▶ [Directions] Copy the records verbatim, starting at the line with "q=green grass&mode=box" and ending at the line with "q=woman hiker&mode=box", both lines included.

Entries from an annotation dataset:
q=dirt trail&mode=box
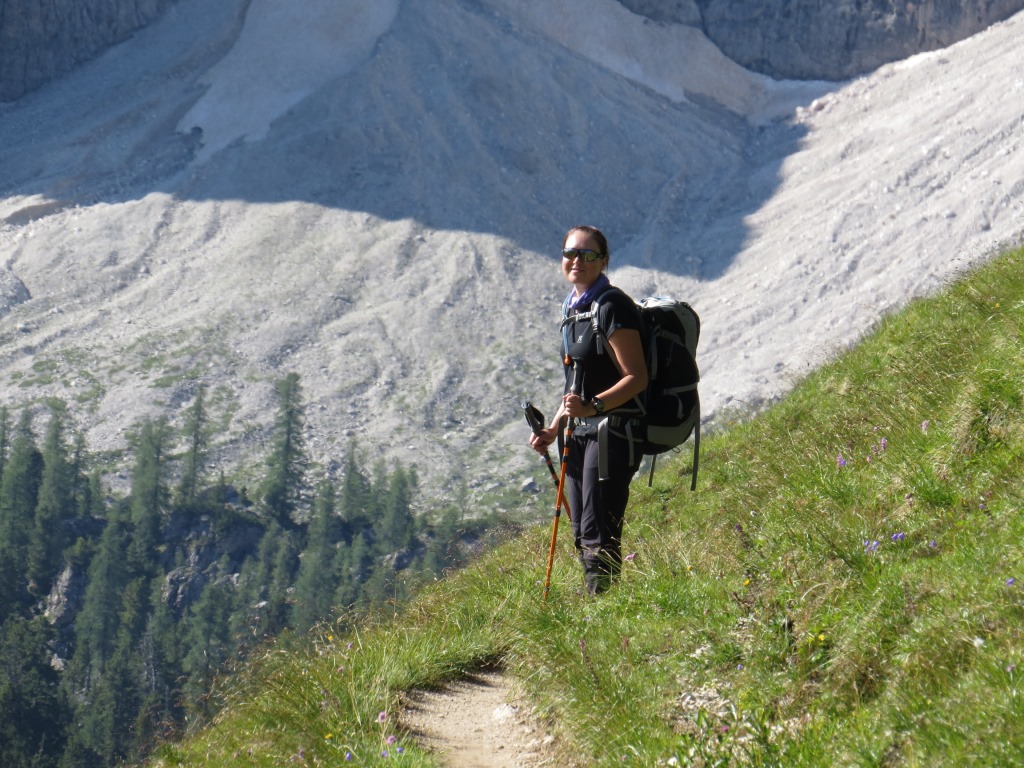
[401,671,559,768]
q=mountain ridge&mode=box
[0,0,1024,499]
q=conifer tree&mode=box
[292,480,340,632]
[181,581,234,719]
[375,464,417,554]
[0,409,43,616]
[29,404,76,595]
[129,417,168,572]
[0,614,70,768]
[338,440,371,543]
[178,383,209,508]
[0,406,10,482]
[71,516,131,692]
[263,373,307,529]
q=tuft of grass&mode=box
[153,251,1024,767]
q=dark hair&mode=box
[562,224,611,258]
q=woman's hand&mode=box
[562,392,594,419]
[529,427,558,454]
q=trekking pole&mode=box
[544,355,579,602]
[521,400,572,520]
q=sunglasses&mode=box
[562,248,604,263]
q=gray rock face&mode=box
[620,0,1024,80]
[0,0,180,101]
...
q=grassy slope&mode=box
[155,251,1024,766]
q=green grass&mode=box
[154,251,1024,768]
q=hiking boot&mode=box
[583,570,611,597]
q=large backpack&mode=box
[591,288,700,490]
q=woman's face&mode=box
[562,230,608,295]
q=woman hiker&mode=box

▶ [Full answer]
q=green grass&mode=box
[154,251,1024,768]
q=hiking boot&mode=box
[583,570,611,597]
q=large backpack&mode=box
[591,288,700,490]
q=woman's face&mode=box
[562,230,608,295]
q=woman hiker&mode=box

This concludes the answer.